Directions for this task: Using the listing below, report each line holding the string "water".

—————

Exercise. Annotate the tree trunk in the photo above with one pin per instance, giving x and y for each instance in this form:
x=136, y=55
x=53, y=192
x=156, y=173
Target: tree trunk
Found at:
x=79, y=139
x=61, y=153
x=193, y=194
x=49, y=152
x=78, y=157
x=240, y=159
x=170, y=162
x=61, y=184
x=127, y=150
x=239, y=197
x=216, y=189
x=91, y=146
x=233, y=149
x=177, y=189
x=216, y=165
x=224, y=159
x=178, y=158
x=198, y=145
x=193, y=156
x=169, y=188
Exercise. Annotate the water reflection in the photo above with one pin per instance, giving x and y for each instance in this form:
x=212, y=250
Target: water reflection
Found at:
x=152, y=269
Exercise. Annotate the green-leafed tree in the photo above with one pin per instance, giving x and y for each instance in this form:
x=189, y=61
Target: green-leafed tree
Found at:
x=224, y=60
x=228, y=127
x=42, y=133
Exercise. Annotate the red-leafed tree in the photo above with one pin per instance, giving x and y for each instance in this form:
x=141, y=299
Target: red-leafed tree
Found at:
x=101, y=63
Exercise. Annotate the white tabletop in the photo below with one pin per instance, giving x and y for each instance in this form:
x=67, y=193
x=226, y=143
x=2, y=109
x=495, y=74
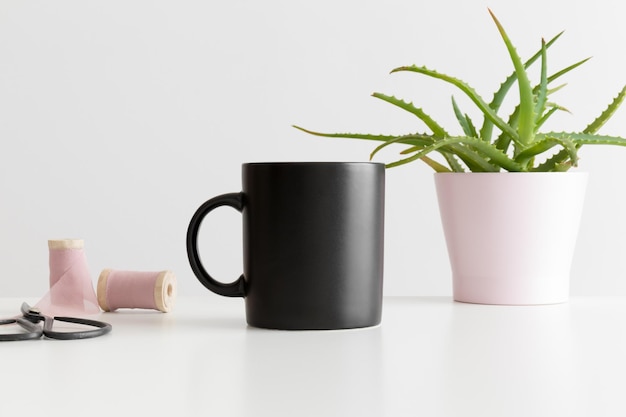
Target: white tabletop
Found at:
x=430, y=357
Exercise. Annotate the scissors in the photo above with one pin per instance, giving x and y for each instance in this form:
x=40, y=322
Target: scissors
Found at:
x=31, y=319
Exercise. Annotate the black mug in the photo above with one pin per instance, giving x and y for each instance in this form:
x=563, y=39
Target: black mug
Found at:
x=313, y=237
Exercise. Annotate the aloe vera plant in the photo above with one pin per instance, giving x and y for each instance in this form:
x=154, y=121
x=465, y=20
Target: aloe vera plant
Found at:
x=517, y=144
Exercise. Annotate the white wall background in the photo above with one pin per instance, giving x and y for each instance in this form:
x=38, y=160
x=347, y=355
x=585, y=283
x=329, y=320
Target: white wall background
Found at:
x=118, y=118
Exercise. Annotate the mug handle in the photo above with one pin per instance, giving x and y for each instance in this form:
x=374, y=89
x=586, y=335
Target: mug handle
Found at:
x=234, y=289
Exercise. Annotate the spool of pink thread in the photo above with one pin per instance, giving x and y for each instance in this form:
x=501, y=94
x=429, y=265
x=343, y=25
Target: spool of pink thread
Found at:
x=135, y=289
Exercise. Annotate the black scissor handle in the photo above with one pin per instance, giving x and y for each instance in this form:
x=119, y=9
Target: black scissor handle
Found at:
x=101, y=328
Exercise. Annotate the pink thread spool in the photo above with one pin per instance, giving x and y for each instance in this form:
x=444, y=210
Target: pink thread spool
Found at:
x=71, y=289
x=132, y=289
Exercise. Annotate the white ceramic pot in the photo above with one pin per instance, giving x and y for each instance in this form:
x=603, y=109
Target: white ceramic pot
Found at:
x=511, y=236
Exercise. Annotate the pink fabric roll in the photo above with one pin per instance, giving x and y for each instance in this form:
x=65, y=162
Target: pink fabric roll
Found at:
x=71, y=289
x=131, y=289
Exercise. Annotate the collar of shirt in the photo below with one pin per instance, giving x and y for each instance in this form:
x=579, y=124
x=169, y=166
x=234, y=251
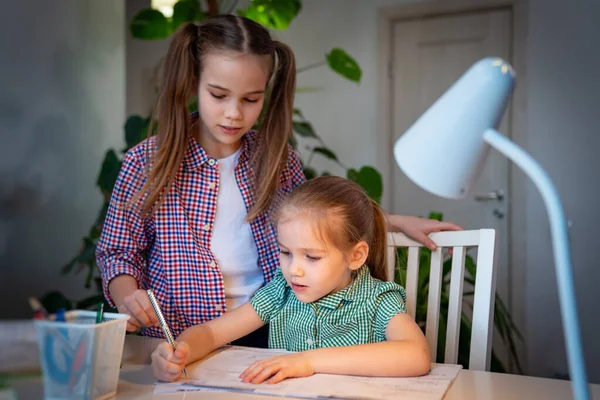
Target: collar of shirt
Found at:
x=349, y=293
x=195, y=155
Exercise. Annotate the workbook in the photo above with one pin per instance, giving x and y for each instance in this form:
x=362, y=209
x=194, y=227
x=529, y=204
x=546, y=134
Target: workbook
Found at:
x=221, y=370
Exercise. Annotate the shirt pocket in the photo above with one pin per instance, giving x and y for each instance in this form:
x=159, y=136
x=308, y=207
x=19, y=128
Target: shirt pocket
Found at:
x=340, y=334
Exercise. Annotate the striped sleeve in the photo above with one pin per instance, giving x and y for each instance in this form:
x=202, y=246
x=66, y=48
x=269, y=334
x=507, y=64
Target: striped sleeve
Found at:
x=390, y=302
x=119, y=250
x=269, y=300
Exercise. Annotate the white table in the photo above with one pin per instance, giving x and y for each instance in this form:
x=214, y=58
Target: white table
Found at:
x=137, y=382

—————

Task result:
Exercise. Annotate the water reflection in the photo above with one pin per instance, giving x and y for each instance in this form:
Target: water reflection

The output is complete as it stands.